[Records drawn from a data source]
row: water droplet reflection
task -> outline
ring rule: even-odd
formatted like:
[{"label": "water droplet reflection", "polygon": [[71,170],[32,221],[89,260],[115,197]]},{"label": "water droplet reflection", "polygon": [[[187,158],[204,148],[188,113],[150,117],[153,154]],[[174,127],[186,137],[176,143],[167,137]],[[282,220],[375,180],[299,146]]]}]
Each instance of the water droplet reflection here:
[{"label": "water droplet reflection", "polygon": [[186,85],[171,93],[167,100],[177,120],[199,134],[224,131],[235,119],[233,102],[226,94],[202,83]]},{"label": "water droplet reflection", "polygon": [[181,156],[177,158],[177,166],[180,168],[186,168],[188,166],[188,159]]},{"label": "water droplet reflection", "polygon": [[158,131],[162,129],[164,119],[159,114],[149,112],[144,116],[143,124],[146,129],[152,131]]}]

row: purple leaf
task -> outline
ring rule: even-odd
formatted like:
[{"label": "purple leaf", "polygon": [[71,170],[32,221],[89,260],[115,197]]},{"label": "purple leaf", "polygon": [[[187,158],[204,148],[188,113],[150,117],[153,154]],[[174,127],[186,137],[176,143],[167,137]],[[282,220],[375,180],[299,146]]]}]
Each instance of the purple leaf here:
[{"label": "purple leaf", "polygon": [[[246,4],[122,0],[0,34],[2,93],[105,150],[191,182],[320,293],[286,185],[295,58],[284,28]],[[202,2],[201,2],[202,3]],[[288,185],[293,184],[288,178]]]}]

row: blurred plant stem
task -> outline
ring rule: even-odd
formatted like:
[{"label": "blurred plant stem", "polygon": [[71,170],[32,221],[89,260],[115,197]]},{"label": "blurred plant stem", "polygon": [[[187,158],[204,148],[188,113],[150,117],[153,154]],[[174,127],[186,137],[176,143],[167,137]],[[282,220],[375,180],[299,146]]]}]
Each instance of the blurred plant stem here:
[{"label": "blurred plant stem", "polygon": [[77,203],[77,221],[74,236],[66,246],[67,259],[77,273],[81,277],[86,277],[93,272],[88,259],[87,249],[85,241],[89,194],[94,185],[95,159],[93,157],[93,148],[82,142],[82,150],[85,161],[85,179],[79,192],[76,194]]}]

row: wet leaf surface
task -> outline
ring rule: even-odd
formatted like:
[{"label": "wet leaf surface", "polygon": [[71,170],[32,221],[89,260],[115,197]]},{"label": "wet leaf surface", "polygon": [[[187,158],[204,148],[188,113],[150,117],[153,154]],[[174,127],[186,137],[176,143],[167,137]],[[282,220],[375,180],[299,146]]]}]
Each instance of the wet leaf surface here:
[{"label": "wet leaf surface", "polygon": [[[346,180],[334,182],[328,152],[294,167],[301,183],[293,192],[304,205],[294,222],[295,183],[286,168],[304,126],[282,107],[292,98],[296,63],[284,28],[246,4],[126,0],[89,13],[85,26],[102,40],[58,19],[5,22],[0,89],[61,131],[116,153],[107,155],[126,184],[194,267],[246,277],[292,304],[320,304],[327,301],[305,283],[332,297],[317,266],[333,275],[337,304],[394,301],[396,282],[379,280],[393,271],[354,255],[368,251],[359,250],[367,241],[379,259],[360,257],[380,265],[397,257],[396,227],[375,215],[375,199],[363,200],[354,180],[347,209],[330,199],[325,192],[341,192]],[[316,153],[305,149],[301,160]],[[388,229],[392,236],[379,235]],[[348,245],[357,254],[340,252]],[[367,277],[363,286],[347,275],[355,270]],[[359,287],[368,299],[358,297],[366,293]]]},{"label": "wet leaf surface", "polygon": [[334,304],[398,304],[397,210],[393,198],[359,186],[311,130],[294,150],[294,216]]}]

EXERCISE GOAL:
Rewrite every line of the records above as a numbered list, omitting the blank lines.

RESULT OF THE TASK:
1. row: water droplet reflection
2. task -> outline
3. ring rule: even-odd
4. formatted like:
5. [{"label": "water droplet reflection", "polygon": [[71,170],[32,221],[89,260],[115,197]]},{"label": "water droplet reflection", "polygon": [[[187,158],[204,148],[188,113],[150,117],[153,154]],[[174,127],[186,137],[176,143],[167,137]],[[282,220],[375,180],[299,146]]]}]
6. Each instance of the water droplet reflection here:
7. [{"label": "water droplet reflection", "polygon": [[186,85],[171,93],[167,100],[177,120],[199,134],[224,131],[235,119],[233,102],[226,94],[202,83]]},{"label": "water droplet reflection", "polygon": [[181,156],[177,158],[177,166],[180,168],[186,168],[188,166],[188,159]]},{"label": "water droplet reflection", "polygon": [[158,131],[162,129],[164,119],[159,114],[149,112],[144,116],[143,124],[146,129],[152,131]]}]
8. row: purple leaf
9. task -> outline
10. ring rule: even-odd
11. formatted like:
12. [{"label": "purple leaf", "polygon": [[71,170],[32,221],[89,260],[115,197]]},{"label": "purple leaf", "polygon": [[[187,158],[204,148],[188,113],[150,117],[153,154]],[[174,127],[186,137],[176,143],[167,137]],[[282,220],[375,180],[299,146]]]}]
13. Each instance of the purple leaf here:
14. [{"label": "purple leaf", "polygon": [[[246,4],[122,0],[0,34],[2,93],[105,150],[191,182],[320,293],[286,185],[295,58],[284,28]],[[202,2],[201,2],[202,3]],[[288,185],[293,184],[288,178]]]}]
15. row: blurred plant stem
16. task -> outline
17. ring rule: even-odd
18. formatted like:
19. [{"label": "blurred plant stem", "polygon": [[71,170],[32,221],[89,260],[115,197]]},{"label": "blurred plant stem", "polygon": [[[187,158],[204,148],[188,113],[150,117],[153,154]],[[174,127],[186,137],[176,143],[167,137]],[[282,220],[375,180],[299,146]]]}]
20. Each instance of the blurred plant stem here:
21. [{"label": "blurred plant stem", "polygon": [[77,203],[77,221],[74,236],[66,246],[67,259],[77,273],[81,277],[86,277],[93,272],[88,259],[87,249],[85,241],[89,194],[94,185],[95,159],[93,157],[93,148],[82,142],[82,150],[85,161],[85,179],[79,192],[76,194]]}]
22. row: wet leaf surface
23. task -> outline
24. ring rule: even-odd
25. formatted like:
26. [{"label": "wet leaf surface", "polygon": [[71,170],[32,221],[89,260],[115,197]]},{"label": "wet leaf surface", "polygon": [[[187,158],[204,148],[188,113],[150,117],[153,154]],[[174,127],[186,137],[176,143],[167,137]],[[282,220],[375,180],[299,146]]]}]
27. Each instance of the wet leaf surface here:
28. [{"label": "wet leaf surface", "polygon": [[[346,180],[334,182],[328,152],[294,167],[301,183],[293,192],[304,205],[294,222],[295,183],[286,168],[304,126],[282,107],[292,98],[296,63],[284,28],[246,4],[126,0],[89,13],[85,26],[102,40],[58,19],[5,22],[0,89],[61,131],[116,153],[107,155],[126,184],[194,267],[246,277],[292,304],[320,304],[327,301],[305,283],[332,297],[317,266],[333,275],[337,304],[394,301],[396,282],[379,280],[393,271],[354,255],[368,251],[359,250],[367,241],[379,259],[360,257],[380,265],[397,257],[396,227],[375,215],[375,199],[363,200],[354,180],[347,209],[330,199],[325,192],[341,192]],[[316,153],[305,149],[301,160]],[[388,229],[392,236],[379,235]],[[348,245],[357,254],[340,252]],[[367,277],[363,286],[347,275],[355,270]],[[359,287],[368,299],[358,297],[366,293]]]},{"label": "wet leaf surface", "polygon": [[334,304],[398,304],[397,210],[393,198],[359,186],[311,130],[294,150],[294,216]]}]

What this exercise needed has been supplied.